**Written problem:** Rename "photo" to "image" throughout the data below, leaving every other word unchanged. Reproduce the data without the pictures.

== Exercise data

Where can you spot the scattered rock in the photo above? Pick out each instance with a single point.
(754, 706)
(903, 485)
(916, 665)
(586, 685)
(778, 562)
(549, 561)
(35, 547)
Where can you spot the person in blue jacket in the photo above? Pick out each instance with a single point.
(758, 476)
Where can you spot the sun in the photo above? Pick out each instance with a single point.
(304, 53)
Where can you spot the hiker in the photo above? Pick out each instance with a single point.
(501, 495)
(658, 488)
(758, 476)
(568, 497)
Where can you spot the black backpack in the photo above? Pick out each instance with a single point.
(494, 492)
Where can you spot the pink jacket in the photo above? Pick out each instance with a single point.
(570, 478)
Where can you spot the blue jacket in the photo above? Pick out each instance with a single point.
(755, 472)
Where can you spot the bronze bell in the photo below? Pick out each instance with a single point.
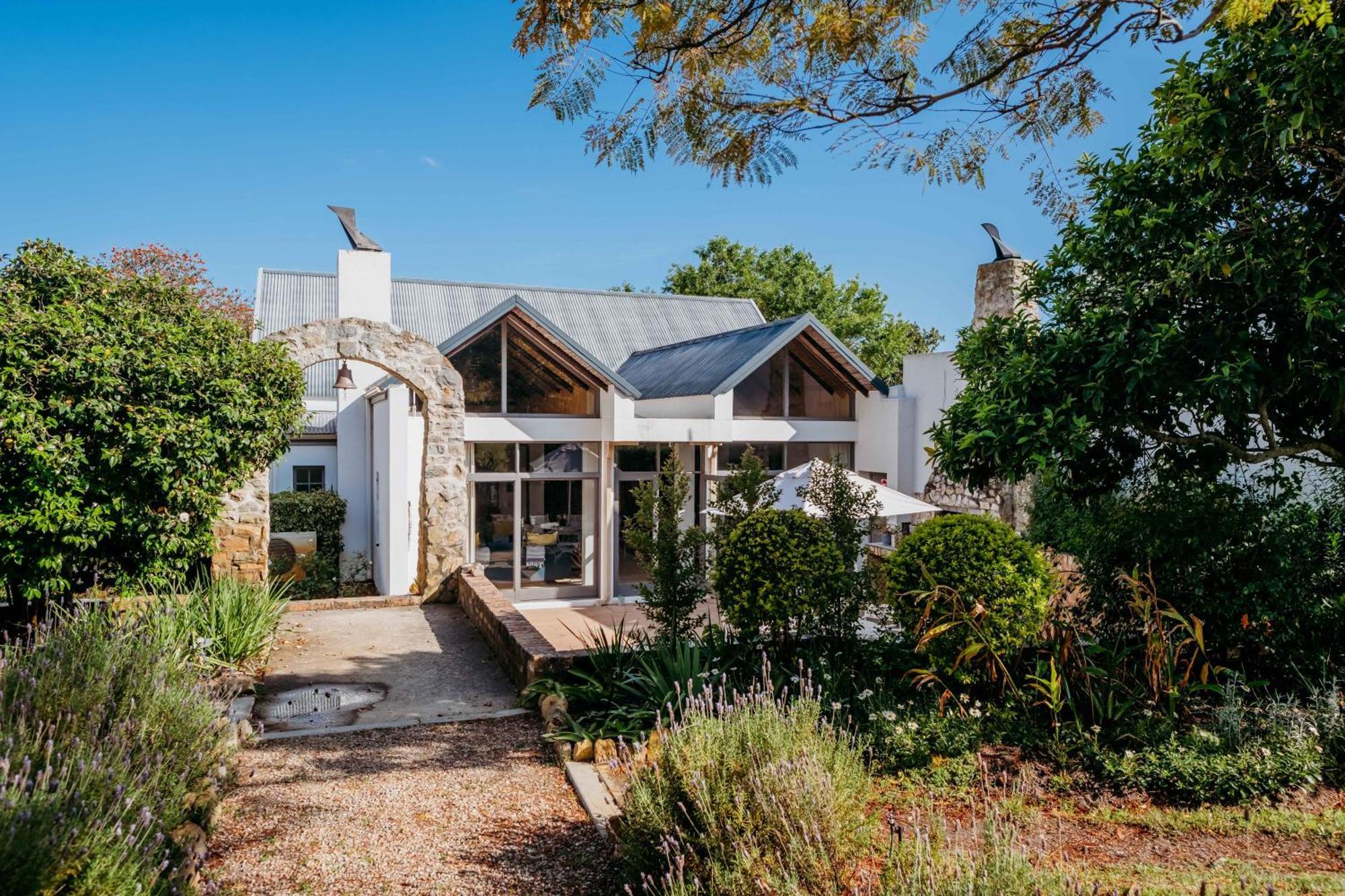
(344, 378)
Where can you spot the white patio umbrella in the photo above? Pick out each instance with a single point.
(891, 502)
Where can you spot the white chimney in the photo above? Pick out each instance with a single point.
(364, 275)
(365, 284)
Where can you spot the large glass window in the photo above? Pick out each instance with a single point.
(794, 384)
(536, 384)
(762, 392)
(779, 456)
(558, 533)
(816, 392)
(479, 364)
(801, 452)
(552, 458)
(521, 378)
(494, 530)
(535, 512)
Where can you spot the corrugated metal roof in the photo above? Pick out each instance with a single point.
(610, 326)
(697, 368)
(321, 423)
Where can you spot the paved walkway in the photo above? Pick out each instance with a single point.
(466, 807)
(380, 667)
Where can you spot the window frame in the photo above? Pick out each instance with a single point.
(541, 345)
(796, 345)
(309, 469)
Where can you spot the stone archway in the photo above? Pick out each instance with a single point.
(445, 473)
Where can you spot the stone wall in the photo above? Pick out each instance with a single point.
(243, 530)
(443, 532)
(996, 296)
(1000, 499)
(997, 290)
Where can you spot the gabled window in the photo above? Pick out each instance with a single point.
(796, 382)
(509, 370)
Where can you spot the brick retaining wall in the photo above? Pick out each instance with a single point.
(524, 651)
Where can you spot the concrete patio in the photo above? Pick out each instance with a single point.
(380, 667)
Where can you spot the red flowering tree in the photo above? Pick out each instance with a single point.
(184, 270)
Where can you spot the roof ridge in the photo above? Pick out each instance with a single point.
(575, 290)
(719, 335)
(529, 287)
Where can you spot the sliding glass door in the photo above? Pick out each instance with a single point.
(535, 510)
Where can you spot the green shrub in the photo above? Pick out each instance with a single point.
(970, 589)
(911, 736)
(1200, 767)
(228, 622)
(747, 797)
(107, 729)
(1264, 569)
(627, 680)
(319, 512)
(1327, 715)
(127, 412)
(775, 572)
(670, 552)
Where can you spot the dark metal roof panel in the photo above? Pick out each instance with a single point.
(700, 366)
(610, 326)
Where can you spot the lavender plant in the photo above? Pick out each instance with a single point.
(106, 729)
(750, 792)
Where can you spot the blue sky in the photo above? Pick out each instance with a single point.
(227, 131)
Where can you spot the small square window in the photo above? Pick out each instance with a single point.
(310, 478)
(493, 456)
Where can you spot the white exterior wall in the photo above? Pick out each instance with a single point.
(878, 434)
(354, 470)
(305, 454)
(365, 284)
(381, 494)
(931, 385)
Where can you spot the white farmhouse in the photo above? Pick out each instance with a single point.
(572, 400)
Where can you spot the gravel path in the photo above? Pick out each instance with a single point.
(467, 807)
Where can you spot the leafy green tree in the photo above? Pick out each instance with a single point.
(786, 282)
(731, 85)
(748, 486)
(849, 510)
(1198, 319)
(670, 552)
(774, 573)
(1262, 567)
(126, 412)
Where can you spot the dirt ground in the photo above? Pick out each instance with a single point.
(466, 807)
(1121, 842)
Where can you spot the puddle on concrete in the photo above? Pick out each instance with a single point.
(317, 705)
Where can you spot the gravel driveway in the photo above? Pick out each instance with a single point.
(466, 807)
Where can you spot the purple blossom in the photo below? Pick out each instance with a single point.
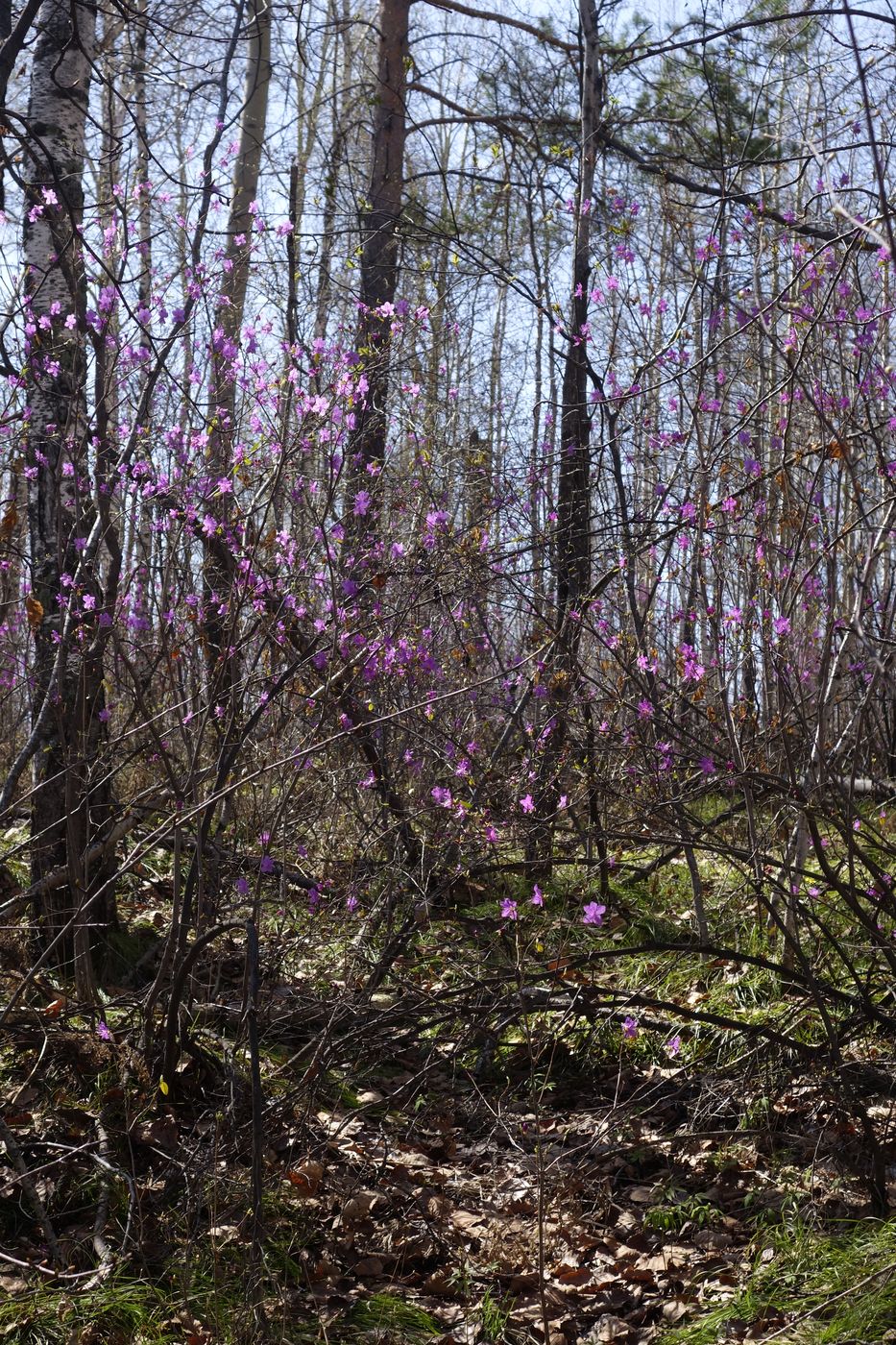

====

**Answer for this exercise:**
Where can you spot the scattered rock in the image above? Pick out each instance with a single point.
(754, 706)
(903, 485)
(916, 665)
(586, 685)
(778, 562)
(549, 561)
(35, 547)
Where can you spot the person in blue jacket in the image above? Pick out each instance with a single point.
(758, 476)
Where can you spot the sun in the image above? Pick out each instance with a single point.
(304, 53)
Where can you spot the hiker in the image above? Pick out each instance with a single point.
(501, 495)
(658, 488)
(758, 476)
(568, 497)
Where can you spot the black backpack in the image above? Pick out each instance with a single point.
(494, 492)
Where can you spot the pink jacket in the image above? Pick out each instance with a single point.
(570, 478)
Where can you spot the blue jacket in the image above? Pick out each instance with a single point.
(755, 472)
Where can you spot the bronze bell in the image below? Pick out each instance with a single point.
(344, 378)
Where can you spot the white patio umbrella in the image above? Pick out each instance with a single point.
(891, 502)
Where can you spot the white chimney in the image above? Pick out each instance with a single point.
(364, 275)
(365, 284)
Where can you spot the large glass window in the image above? Pick out each instance with a single point.
(794, 384)
(536, 384)
(762, 392)
(779, 456)
(558, 533)
(816, 392)
(479, 364)
(801, 452)
(552, 458)
(521, 378)
(494, 530)
(535, 512)
Where can you spot the corrugated metal roof in the image above? Pick out each instance with a single point.
(610, 326)
(697, 368)
(321, 423)
Where can you spot the paved walkway in the image above? Pick out each instance with a single point.
(466, 807)
(380, 667)
Where can you spot the window frame in the image above? Pick out each instance with a single point.
(541, 345)
(796, 345)
(309, 469)
Where can you spot the stone archway in the image above? Pick out each instance with a single point.
(445, 473)
Where can you spot the stone wall in the image above? Pick out each instance with a single point.
(243, 530)
(443, 532)
(996, 296)
(1000, 499)
(997, 290)
Where can you spot the gabled window in the image above? Pick out each instance with a single point.
(796, 382)
(509, 370)
Where can you spot the brick retaining wall in the image above? Pick out each instance with a single point.
(524, 651)
Where can you spot the concrete patio in the image above? Pick out each instance with a single point.
(380, 667)
Where can you spot the red flowering tree in the image above? Pick out each instance with a single point.
(184, 270)
Where can you spot the roof ridge in the image above? Pick out each instance with a single point.
(575, 290)
(719, 335)
(529, 287)
Where can you spot the sliding glass door in the image above? Pick out each instance with a single point.
(535, 510)
Where can you spot the green shrub in the image above? Pick out each instance with a single point.
(970, 589)
(911, 736)
(1200, 767)
(228, 622)
(747, 797)
(107, 729)
(1264, 569)
(627, 680)
(319, 512)
(1327, 715)
(127, 412)
(775, 572)
(670, 552)
Where can you spot the dark metal roof panel in the image above? Pick out each instance with a single point.
(700, 366)
(610, 326)
Where can you spot the lavender plant in the image above? Pick out each instance with a single point.
(106, 729)
(750, 792)
Where can you spot the blue sky in the image above? Pick out each instance with a single point.
(227, 131)
Where can you spot the small square window in the image above? Pick out each instance with a single point.
(310, 478)
(493, 456)
Where can you spot the white exterior wall in the image above? Pick out each instance with a single point.
(878, 434)
(354, 470)
(305, 454)
(365, 284)
(381, 494)
(931, 385)
Where can you spot the white farmhouse in the image above? Pick out each instance with a single point.
(572, 400)
Where can you spot the gravel path in the image above? Pick out each instance with a single point.
(467, 807)
Where can you spot the leafy green tree in the image above? Pick out each instance with a single point.
(786, 282)
(731, 85)
(748, 486)
(849, 510)
(1198, 319)
(670, 552)
(774, 573)
(1262, 567)
(126, 412)
Where can you spot the dirt ground in the image above? Pick out each instance with a single point.
(466, 807)
(1121, 842)
Where can you spot the puddle on concrete in the image above? Pick out each instance with a single point.
(317, 705)
Where can you spot the gravel driveway in the image above? Pick out each instance with a single point.
(466, 807)
Where can you spot the purple blossom in the image below? Pick out each instance with a single point.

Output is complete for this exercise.